Content starts

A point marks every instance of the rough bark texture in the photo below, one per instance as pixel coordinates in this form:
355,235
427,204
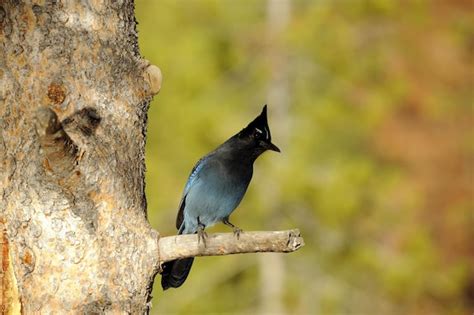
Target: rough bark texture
73,101
182,246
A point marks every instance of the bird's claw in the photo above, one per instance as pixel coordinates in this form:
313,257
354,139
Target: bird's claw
237,232
202,235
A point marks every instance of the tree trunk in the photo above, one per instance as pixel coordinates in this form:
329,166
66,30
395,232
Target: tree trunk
73,106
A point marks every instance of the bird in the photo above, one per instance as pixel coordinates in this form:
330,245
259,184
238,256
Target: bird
214,189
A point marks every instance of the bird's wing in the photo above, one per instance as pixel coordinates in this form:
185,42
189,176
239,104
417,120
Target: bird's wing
193,178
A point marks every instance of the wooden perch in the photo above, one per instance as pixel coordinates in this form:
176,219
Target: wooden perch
182,246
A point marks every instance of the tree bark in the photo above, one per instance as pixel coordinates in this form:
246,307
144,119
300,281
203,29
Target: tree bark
74,96
74,99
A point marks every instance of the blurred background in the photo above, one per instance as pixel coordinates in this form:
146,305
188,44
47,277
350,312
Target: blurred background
371,104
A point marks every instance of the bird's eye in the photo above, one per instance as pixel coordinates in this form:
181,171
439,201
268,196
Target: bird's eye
257,133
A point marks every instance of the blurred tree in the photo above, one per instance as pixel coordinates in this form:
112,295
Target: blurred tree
376,134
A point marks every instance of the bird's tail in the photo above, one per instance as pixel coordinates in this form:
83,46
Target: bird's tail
175,272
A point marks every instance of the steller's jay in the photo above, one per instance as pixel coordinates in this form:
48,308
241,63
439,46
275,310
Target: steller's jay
215,188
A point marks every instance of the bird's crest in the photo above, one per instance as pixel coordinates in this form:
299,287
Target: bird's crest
259,125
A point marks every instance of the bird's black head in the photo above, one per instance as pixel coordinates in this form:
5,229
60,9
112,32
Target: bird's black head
256,136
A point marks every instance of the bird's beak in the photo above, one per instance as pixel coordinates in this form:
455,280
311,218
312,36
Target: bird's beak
271,146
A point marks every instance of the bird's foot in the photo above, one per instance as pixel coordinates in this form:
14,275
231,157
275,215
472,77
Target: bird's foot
236,229
237,232
202,235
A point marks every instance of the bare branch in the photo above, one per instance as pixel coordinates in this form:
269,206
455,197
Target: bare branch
182,246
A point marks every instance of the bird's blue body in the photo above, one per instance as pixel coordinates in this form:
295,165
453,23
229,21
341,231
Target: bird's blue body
215,188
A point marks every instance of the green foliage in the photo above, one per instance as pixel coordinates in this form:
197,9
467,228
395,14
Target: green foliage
376,149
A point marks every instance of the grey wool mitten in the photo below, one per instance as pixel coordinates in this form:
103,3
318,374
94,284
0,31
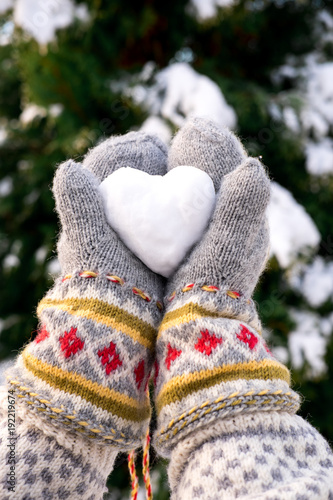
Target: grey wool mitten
212,361
87,369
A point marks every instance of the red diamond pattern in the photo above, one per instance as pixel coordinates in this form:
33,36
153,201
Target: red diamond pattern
42,335
139,372
171,356
109,358
247,337
156,371
207,342
70,343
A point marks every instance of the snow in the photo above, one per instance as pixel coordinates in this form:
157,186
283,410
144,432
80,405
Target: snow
157,126
292,230
6,5
55,110
30,112
177,92
313,281
41,18
188,93
291,120
10,261
53,268
6,186
207,9
319,157
41,254
3,135
159,218
312,79
307,343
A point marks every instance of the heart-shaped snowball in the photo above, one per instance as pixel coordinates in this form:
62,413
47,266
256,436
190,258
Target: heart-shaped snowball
159,218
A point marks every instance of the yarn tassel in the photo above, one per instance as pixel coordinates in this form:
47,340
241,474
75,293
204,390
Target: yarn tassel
145,468
145,471
134,477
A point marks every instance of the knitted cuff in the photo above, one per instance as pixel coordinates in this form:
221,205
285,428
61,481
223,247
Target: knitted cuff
89,366
210,366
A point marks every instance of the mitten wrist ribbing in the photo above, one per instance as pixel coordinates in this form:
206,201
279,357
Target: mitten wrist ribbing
89,365
210,366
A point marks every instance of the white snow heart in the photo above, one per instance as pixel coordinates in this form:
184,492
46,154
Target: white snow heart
159,218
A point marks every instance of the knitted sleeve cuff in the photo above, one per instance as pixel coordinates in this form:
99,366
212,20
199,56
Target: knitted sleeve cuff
209,367
89,365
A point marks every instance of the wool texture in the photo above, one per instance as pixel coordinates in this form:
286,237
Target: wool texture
88,368
265,456
212,361
52,466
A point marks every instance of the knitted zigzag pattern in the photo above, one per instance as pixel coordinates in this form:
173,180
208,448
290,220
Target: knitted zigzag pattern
89,366
210,366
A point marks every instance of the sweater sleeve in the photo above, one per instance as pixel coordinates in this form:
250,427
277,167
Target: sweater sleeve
41,462
264,456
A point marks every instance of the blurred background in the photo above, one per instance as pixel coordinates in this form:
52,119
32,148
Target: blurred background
74,72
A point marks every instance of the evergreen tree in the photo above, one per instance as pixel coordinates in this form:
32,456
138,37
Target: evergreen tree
60,98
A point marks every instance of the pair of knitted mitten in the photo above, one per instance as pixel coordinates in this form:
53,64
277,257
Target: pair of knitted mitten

Content ends

Task requirements:
Give the count of lines in the listing that contain the word "below". No explanation is wanted.

Response to the task:
2